**Provided passage:**
════════════════════

Despite the performance drop, even the most overfit models can still solve new problems correctly.

Projects We Love

Highlight: How to Build a RAG Data Engine

We spoke at AI User Group meetup on why RAG isn't enough for accurate retrieval

Davit, our CEO, was hosted by kind people at AIUserGroup on using a combination of fine-tuning, RAG, and advanced retrieval methods like Deep Memory (that's in production with companies like Flagship Pioneering) to boost the performance of Llama-3 family of models. Tune in to here more and hit us up if you'd like an access to the system we're building!

Some frameworks that caught our attention in the last week include:

  • StoryDiffusion: Improves the generation of consistent images and video from text generation.

  • LLM security guard: Integrates static code analyzers with LLMs to identify and resolve security vulnerabilities in generated code.

  • ASAM: An enhancement to the Segment Anything Model (SAM) by Meta AI designed for image segmentation.

If you want your framework to be featured here, get in touch with us. 

Conversations We Loved This Week

This week, a couple of interesting discussions came up, including the CUDA/C++ roots of deep learning and fine-tuning embeddings.

Deep Learning Origins

Karpathy’s discussion of the origins of deep learning. (Source)

Karpathy mentions that the original code that Alex Krizhevsky wrote for the AlexNet in CUDA/C++ was one of the first significant uses of CUDA for deep learning. At the time, deep learning was mainly done in MATLAB on CPUs, so this approach of using a normal ConvNet on a GPU was groundbreaking.

The success of AlexNet proved the effectiveness of scaling up simple architectures, which went against the main focus of complex algorithms. The implementation was advanced at the time since it used multi-GPU capabilities with model parallelism across two GPUs for enhanced performance.

It was an important development for shifting focus toward scaling up neural networks using GPUs. Moreover, AlexNet’s success accelerated interest and development in frameworks that could leverage GPU computing.

════════════════════

**Extracted entries:**
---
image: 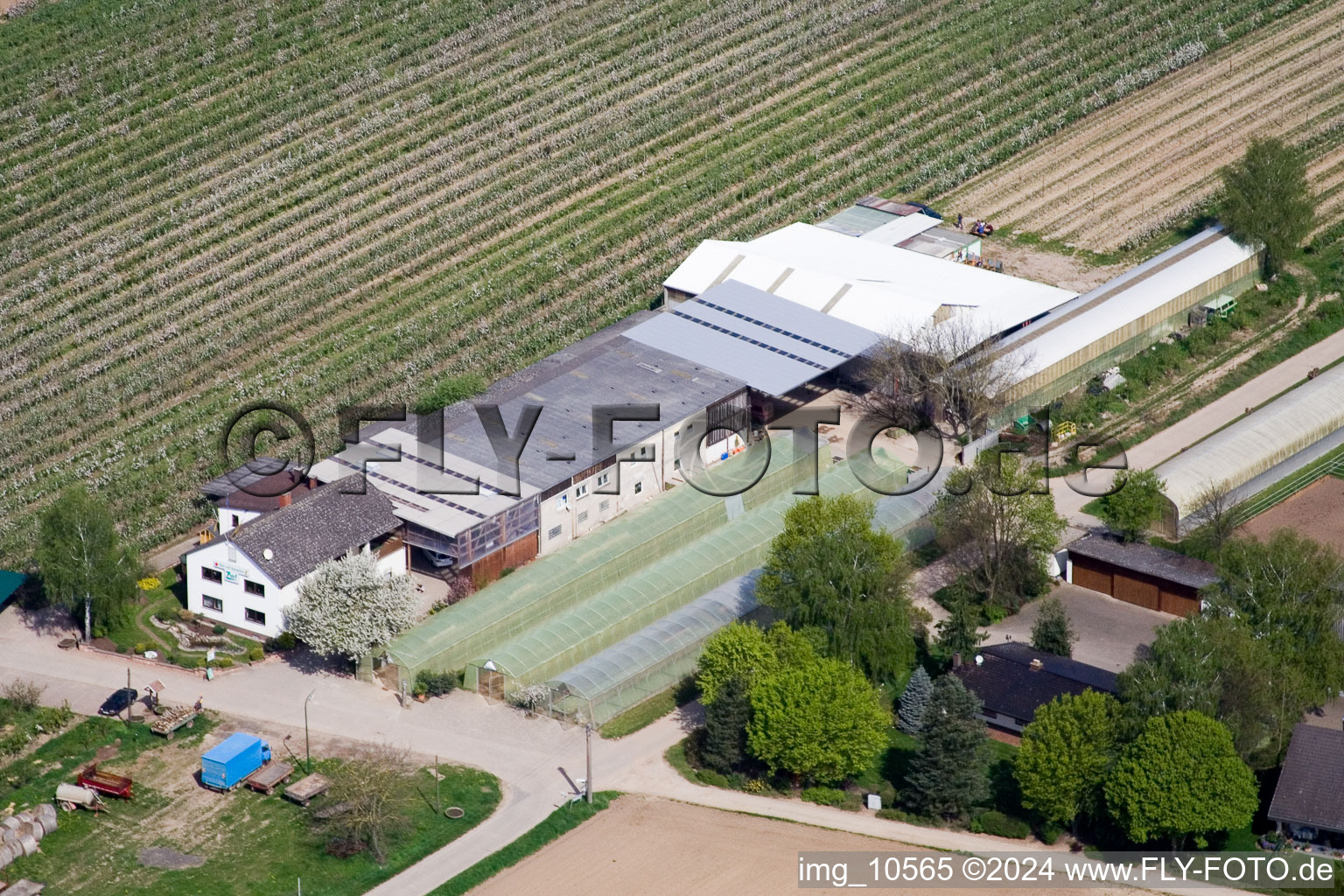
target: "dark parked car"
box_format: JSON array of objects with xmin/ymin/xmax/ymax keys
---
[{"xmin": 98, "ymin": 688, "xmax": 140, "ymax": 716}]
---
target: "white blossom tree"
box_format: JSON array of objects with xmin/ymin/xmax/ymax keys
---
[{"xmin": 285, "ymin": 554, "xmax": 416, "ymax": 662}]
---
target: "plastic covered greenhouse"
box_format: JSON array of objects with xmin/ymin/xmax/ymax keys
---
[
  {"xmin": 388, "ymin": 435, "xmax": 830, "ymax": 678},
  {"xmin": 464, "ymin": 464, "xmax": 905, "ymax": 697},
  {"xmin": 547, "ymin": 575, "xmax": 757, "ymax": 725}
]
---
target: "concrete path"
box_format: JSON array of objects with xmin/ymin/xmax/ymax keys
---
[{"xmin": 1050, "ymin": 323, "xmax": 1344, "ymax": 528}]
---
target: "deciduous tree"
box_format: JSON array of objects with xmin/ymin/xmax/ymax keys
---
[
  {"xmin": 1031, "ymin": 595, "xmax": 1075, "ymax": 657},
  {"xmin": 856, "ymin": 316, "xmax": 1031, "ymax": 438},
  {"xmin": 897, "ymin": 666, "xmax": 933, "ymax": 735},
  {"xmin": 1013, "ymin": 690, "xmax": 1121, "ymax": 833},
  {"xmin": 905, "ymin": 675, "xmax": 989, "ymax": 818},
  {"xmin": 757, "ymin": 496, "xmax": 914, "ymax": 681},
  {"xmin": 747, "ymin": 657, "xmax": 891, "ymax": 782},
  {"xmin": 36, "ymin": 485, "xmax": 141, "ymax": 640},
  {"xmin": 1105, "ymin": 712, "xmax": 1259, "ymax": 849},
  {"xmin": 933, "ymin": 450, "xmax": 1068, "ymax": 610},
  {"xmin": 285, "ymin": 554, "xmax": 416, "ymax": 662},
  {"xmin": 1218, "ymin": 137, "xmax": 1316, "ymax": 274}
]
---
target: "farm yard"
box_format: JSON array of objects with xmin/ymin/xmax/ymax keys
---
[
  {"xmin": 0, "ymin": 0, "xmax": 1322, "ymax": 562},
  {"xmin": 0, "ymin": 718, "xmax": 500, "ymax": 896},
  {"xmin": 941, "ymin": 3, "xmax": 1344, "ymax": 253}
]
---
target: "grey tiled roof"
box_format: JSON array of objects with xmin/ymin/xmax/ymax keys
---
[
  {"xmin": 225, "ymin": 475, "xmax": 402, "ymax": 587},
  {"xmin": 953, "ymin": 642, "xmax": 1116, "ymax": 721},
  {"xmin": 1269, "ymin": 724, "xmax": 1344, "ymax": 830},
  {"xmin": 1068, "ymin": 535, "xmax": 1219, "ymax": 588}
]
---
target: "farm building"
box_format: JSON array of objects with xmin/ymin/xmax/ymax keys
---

════════════════════

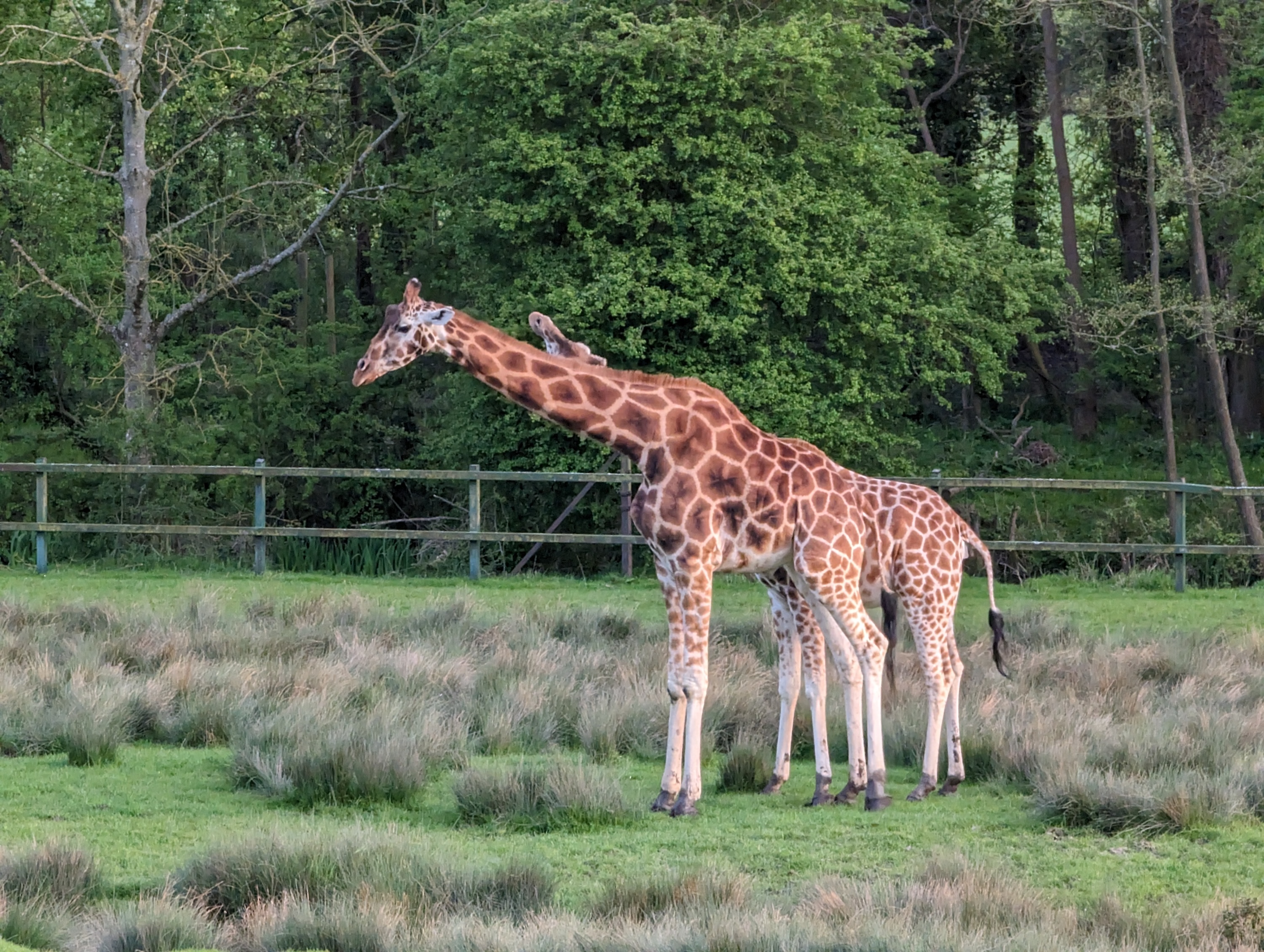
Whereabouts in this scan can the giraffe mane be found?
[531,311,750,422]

════════════════════

**Problems and tasks:**
• a. According to the provided passage, where was deep learning mainly done when AlexNet was written?
• b. Copy the provided passage word for word from "Davit, our CEO, was" to "in generated code.".

**List of solutions:**
• a. In MATLAB on CPUs.

• b.
Davit, our CEO, was hosted by kind people at AIUserGroup on using a combination of fine-tuning, RAG, and advanced retrieval methods like Deep Memory (that's in production with companies like Flagship Pioneering) to boost the performance of Llama-3 family of models. Tune in to here more and hit us up if you'd like an access to the system we're building!

Some frameworks that caught our attention in the last week include:

  • StoryDiffusion: Improves the generation of consistent images and video from text generation.

  • LLM security guard: Integrates static code analyzers with LLMs to identify and resolve security vulnerabilities in generated code.